◆ Records for this exercise
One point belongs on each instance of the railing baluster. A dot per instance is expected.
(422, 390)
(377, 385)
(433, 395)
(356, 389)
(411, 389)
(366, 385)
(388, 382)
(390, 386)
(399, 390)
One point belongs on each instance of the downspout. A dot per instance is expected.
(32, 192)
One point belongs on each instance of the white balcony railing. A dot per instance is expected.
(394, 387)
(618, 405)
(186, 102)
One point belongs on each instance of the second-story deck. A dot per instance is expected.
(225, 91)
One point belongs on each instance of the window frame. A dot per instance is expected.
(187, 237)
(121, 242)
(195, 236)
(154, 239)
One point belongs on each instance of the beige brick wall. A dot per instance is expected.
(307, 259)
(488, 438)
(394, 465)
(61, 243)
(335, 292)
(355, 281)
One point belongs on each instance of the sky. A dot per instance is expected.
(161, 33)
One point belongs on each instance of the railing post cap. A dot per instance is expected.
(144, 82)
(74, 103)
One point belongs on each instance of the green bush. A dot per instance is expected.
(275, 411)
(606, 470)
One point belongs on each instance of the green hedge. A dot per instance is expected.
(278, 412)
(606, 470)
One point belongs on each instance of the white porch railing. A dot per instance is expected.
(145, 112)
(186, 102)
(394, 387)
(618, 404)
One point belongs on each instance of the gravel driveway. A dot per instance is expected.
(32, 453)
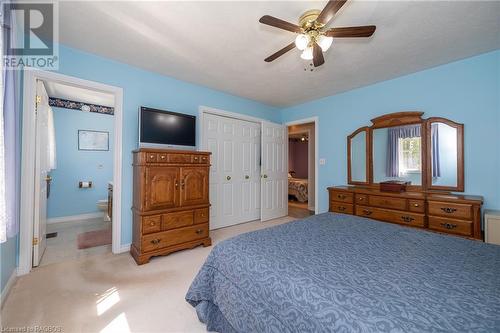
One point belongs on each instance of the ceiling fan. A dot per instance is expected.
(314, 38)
---
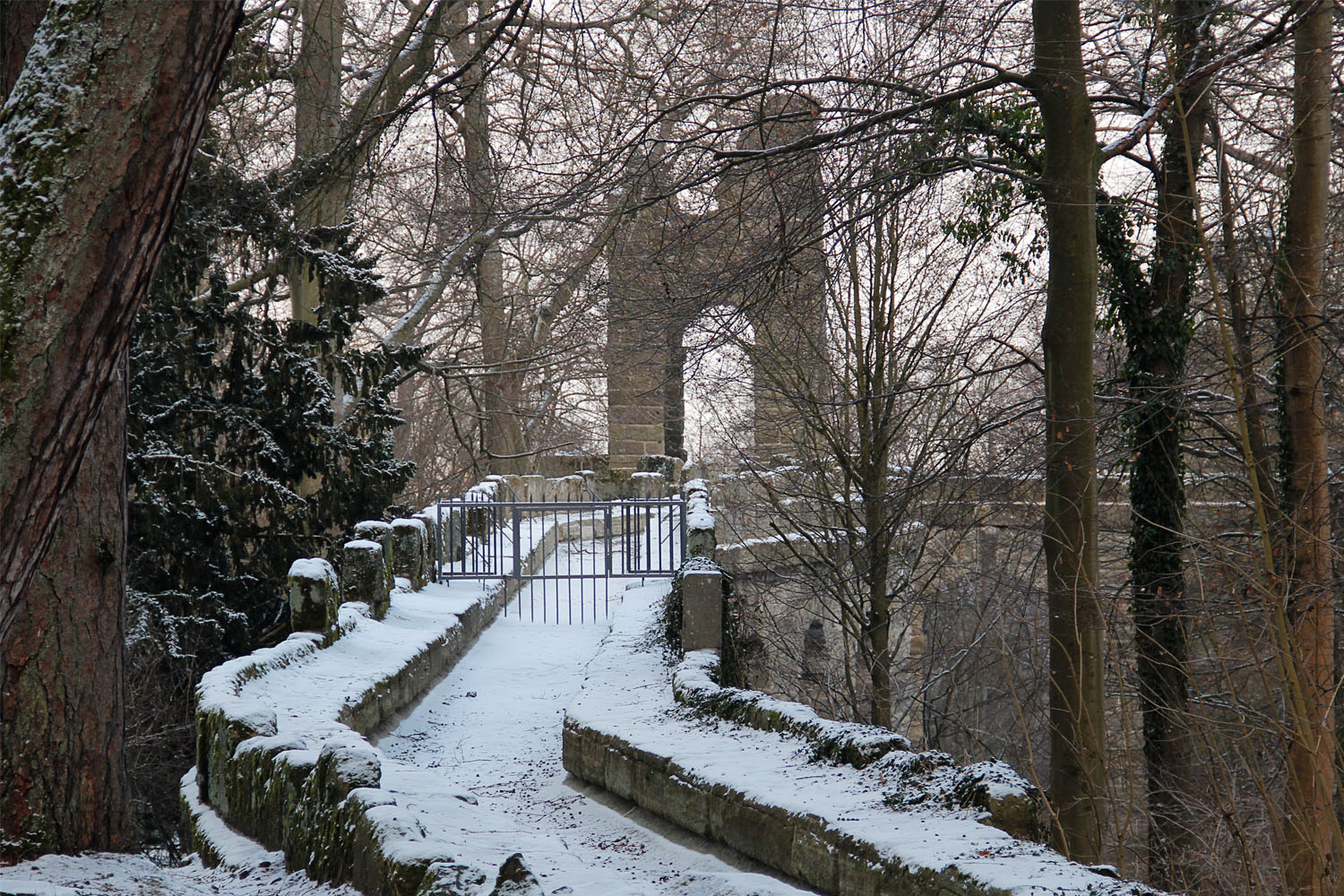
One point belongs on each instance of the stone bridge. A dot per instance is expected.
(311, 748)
* * *
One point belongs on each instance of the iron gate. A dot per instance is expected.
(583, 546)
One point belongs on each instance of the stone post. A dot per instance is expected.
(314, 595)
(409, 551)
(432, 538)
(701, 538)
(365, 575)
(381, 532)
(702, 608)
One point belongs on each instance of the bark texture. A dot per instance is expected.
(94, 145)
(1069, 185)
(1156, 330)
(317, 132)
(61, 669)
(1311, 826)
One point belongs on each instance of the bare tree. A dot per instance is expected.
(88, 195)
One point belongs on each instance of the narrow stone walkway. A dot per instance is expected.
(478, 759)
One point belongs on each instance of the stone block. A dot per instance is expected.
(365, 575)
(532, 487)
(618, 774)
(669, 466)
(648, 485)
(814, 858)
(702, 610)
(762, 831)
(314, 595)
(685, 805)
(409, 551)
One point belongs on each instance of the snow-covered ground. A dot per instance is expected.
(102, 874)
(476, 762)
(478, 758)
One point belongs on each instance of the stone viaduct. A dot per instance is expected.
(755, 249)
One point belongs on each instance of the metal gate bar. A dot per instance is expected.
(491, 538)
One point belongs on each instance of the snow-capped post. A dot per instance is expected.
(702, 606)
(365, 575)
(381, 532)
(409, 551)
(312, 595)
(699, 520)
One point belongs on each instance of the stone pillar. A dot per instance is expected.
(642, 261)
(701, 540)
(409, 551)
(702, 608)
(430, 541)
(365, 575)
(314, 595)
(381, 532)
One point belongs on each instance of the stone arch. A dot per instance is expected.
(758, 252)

◆ Objective
Pick out each line in the listing that contains the string "railing" and copy those lines. Treat uppercase and lowercase letters as different.

◆ Task answer
One point belongs on each instance of the railing baluster. A dot per instance is expected.
One point belongs on each instance of the white balcony railing. A dot per instance is expected.
One point belongs on each instance of the railing post cap. A dot per instance is expected.
One point belongs on each instance of the white porch railing. A dot per instance is expected.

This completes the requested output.